= Requirement a =
Convert the lines of the Extracted records listing below into a JSON list of strings, one string per line, skipping blank lines. Omit the pictures from the result.

= Passage to read =
● ● ●
That was what got me interested in computers as a kid. I had this notion that computers could think, that they could figure out things that we can’t figure out. But as I got older I realized, oh, no, it’s just really fast at working through a whole lot of information.
Yeah, that’s what is happening here, but there are so many layers of abstraction and semantics, which have been applied, that now that we’ve gone through reasoning through all of this bulk of information with these rules, the consequences that come out are non-intuitive and can be beyond what you were expecting. To see new information like this just come out of it, for me, was kind of magical and it really inspired me to keep doing it.
It is difficult sometimes to take that step back. I do like working with Al for this reason because it lifts me up so many layers semantically away from the story. I sometimes have to swap up and down this whole stack. One of the things that brought me all the way back down to the bottom again, actually, was when Datomic came out.
When we first built Mulgara, it was Tucana and then it was Kowari, and now it’s Mulgara. It’s still Mulgara. But when we first built it, we were trying to find the best way to store these triples on disk. Everyone in the office who was interested in these sorts of things had a go over a weekend of trying to store these things, index these things onto disk. We benchmarked it to see how quickly we could get data on and off. At the end of the weekend, it turned out that the youngest kid in the office who had only been out of university for a few months had the winner. He built it using AVL trees.
AVL trees have this really interesting property. They may be a little slower to read because they’re a binary tree, but they’re super fast to write because any update on the tree is a O-1 operation. You might have to do lots of reading to find everything to identify what you’re looking for, but when you finally do a write to the tree, it’s just a O-1. There’s only a couple of write operations and you’re done.
● ● ●
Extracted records
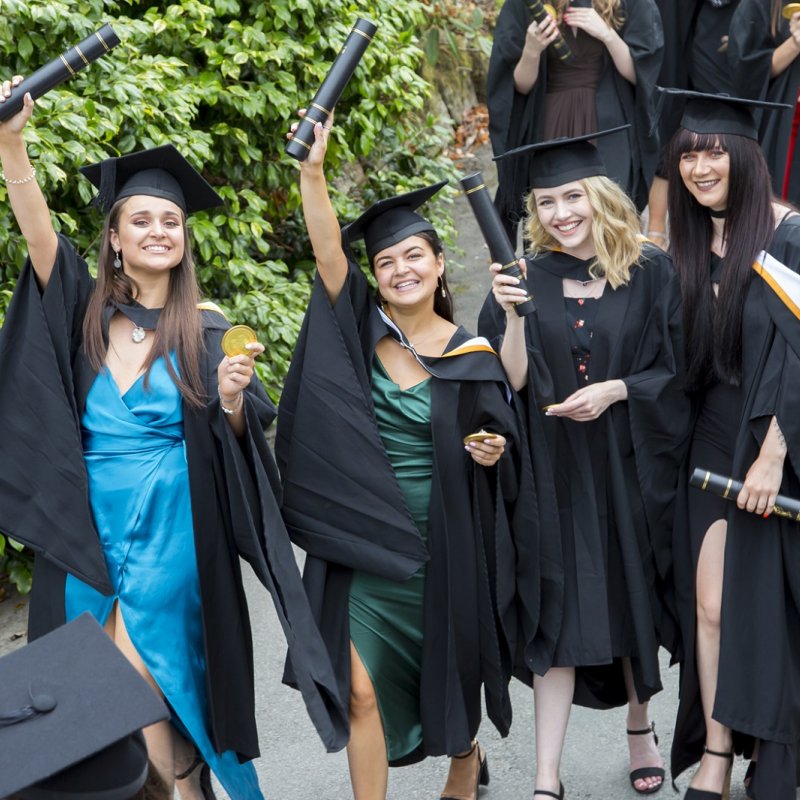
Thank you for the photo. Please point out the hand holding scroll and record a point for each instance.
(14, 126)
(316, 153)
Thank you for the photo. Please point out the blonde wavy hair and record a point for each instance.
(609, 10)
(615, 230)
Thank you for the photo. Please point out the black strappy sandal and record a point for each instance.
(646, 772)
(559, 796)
● ● ●
= Requirement b =
According to the passage about Mulgara, what kind of trees did the winning storage design from the weekend use?

= Expected answer a =
[
  "Thank you for the photo. Please point out the hand holding scroll and record a point for each instance.",
  "(14, 126)",
  "(316, 153)",
  "Thank you for the photo. Please point out the blonde wavy hair and record a point for each instance.",
  "(609, 10)",
  "(615, 230)",
  "Thank you for the photo. Please point out the black strappy sandal and record a point for each instance.",
  "(646, 772)",
  "(559, 796)"
]

= Expected answer b =
AVL trees.